Stated goal => Please return every line of the records below verbatim, leaving out the pictures.

Records to use =>
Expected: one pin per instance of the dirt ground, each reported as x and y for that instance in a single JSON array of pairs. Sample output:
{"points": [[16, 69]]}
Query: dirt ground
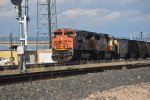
{"points": [[136, 92]]}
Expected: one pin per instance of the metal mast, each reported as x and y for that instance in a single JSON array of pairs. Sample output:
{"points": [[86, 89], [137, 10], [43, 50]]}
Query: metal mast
{"points": [[23, 21], [46, 18]]}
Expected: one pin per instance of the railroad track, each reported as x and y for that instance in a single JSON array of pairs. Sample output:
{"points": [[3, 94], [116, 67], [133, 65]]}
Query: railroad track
{"points": [[28, 77], [29, 66]]}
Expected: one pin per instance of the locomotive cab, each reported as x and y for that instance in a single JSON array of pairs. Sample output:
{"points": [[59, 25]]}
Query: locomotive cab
{"points": [[62, 44]]}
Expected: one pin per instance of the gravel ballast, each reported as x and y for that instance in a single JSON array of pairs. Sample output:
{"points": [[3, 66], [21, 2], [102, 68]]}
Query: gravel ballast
{"points": [[76, 87]]}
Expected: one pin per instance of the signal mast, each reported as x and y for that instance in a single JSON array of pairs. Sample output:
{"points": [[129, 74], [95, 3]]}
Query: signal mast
{"points": [[23, 21]]}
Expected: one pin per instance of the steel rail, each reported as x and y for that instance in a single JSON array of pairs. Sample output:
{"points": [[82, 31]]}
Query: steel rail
{"points": [[29, 77]]}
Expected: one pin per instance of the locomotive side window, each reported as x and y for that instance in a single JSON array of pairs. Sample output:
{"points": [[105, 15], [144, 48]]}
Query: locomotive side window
{"points": [[68, 33], [57, 33]]}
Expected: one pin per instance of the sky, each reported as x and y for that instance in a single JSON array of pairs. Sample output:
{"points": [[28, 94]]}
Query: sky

Output below =>
Expected: one pin per instance of the dirt ground, each reported as x and y for that instance in a single JSON array of pairs. Sample output:
{"points": [[16, 69]]}
Query: dirt ground
{"points": [[136, 92]]}
Expected: one pin per instance of the metal mast, each reported as x and y for that instance in a single JSON array of pairs. Sample output:
{"points": [[86, 89], [137, 10], [43, 50]]}
Query: metal mast
{"points": [[23, 21], [46, 18]]}
Expected: one pin per instance of the railroad track, each reported as x and y for that instance in a single JSON array of pairs. Sample output:
{"points": [[3, 94], [116, 67], [133, 65]]}
Query: railroad track
{"points": [[28, 77], [29, 66]]}
Expected: one pin per instance of the locomotive cab, each reported as x and y for that instance in a single JSON array of pairs. Sample output:
{"points": [[59, 25]]}
Query: locomotive cab
{"points": [[62, 44]]}
Expected: one pin per instance of the gravel ballast, each reported as x and y for that instance in a single JSON array of pairs. Sample output:
{"points": [[3, 66], [21, 2], [102, 68]]}
Query: gravel ballast
{"points": [[76, 87]]}
Expected: one pin per instance of the signal mast, each reported as x and y for that instance in a single JSON array of pairs. Sample output:
{"points": [[129, 74], [95, 3]]}
Query: signal mast
{"points": [[23, 21]]}
Expected: one pin per instance of the steel rail, each reported as x and y for that instance in a single JSON array of pairs. Sample output:
{"points": [[82, 31]]}
Query: steel rail
{"points": [[29, 77]]}
Expected: one pin per instance of the locomotive side window, each reported as x and y for that instance in a single JSON array of pairs. Sample output:
{"points": [[105, 15], [144, 48]]}
Query: locomotive side window
{"points": [[68, 33], [57, 33]]}
Expected: one pin per instance of the sky, each reported as x and y for that instance in a single JSON array of pairs. Sample output:
{"points": [[28, 94]]}
Query: sky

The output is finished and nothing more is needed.